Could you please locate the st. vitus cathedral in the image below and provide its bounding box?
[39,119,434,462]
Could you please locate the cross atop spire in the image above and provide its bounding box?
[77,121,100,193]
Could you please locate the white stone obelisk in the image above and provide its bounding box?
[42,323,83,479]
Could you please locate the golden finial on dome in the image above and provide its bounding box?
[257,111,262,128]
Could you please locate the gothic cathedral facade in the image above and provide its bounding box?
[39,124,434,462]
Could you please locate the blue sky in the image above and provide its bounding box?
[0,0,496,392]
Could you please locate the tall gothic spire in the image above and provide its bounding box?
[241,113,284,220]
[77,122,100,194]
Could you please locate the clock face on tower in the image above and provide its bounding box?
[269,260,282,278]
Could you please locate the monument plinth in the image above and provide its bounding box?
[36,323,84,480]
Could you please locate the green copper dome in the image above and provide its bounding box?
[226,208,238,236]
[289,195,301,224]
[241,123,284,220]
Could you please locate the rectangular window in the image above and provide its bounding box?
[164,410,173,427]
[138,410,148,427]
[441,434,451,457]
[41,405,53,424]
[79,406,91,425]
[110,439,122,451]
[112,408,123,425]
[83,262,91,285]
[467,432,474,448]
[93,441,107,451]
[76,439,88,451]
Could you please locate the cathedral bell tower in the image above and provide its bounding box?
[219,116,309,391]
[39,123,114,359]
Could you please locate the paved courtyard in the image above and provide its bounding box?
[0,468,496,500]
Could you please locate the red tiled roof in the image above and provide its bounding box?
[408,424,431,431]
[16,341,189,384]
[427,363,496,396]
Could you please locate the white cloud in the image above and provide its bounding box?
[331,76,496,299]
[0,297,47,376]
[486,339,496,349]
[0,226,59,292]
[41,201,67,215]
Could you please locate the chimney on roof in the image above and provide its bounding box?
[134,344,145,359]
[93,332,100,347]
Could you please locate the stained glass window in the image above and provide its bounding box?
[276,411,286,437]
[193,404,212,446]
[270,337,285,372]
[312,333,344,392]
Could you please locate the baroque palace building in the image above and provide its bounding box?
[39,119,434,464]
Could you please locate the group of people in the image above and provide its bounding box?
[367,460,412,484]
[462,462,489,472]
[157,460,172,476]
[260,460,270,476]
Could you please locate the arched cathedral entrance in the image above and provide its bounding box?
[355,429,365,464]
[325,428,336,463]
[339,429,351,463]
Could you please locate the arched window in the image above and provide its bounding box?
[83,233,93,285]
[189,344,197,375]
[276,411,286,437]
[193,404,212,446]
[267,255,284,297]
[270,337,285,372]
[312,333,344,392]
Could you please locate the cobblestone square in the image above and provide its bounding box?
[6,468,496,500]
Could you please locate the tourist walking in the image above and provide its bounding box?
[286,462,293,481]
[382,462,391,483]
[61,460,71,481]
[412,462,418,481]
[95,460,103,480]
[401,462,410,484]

--

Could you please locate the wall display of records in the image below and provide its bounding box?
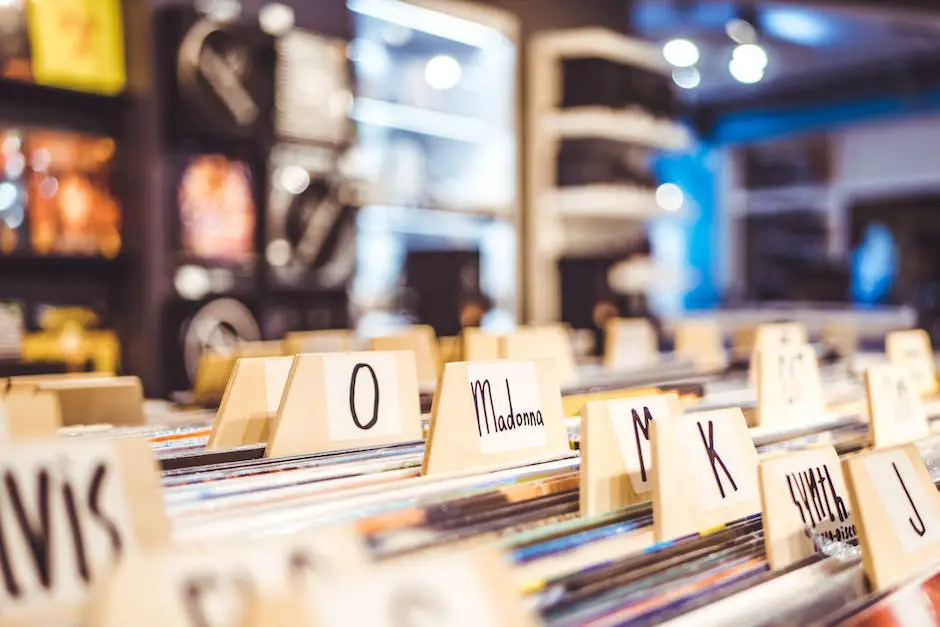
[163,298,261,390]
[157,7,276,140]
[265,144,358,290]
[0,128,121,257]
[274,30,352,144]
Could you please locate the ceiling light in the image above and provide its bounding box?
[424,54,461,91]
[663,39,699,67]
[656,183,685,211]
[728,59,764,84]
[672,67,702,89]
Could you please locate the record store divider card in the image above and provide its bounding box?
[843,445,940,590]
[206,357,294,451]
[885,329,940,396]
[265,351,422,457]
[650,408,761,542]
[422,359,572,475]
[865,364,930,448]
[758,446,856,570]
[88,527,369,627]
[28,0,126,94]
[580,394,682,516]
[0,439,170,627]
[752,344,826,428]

Instruction. Rewrite the portion of the listing that opens with the line containing "Could you please locate the ceiling" and closes with the line containing "[672,67,702,89]", both lines included, and shift every bounding box coordinate in that portion up by 7. Keep the request line as it is, and return only those lines.

Task answer.
Could you please locate the ceiling light in the image above and provide its bounding box?
[431,61,468,98]
[670,46,706,74]
[663,190,692,218]
[735,66,771,91]
[679,74,709,96]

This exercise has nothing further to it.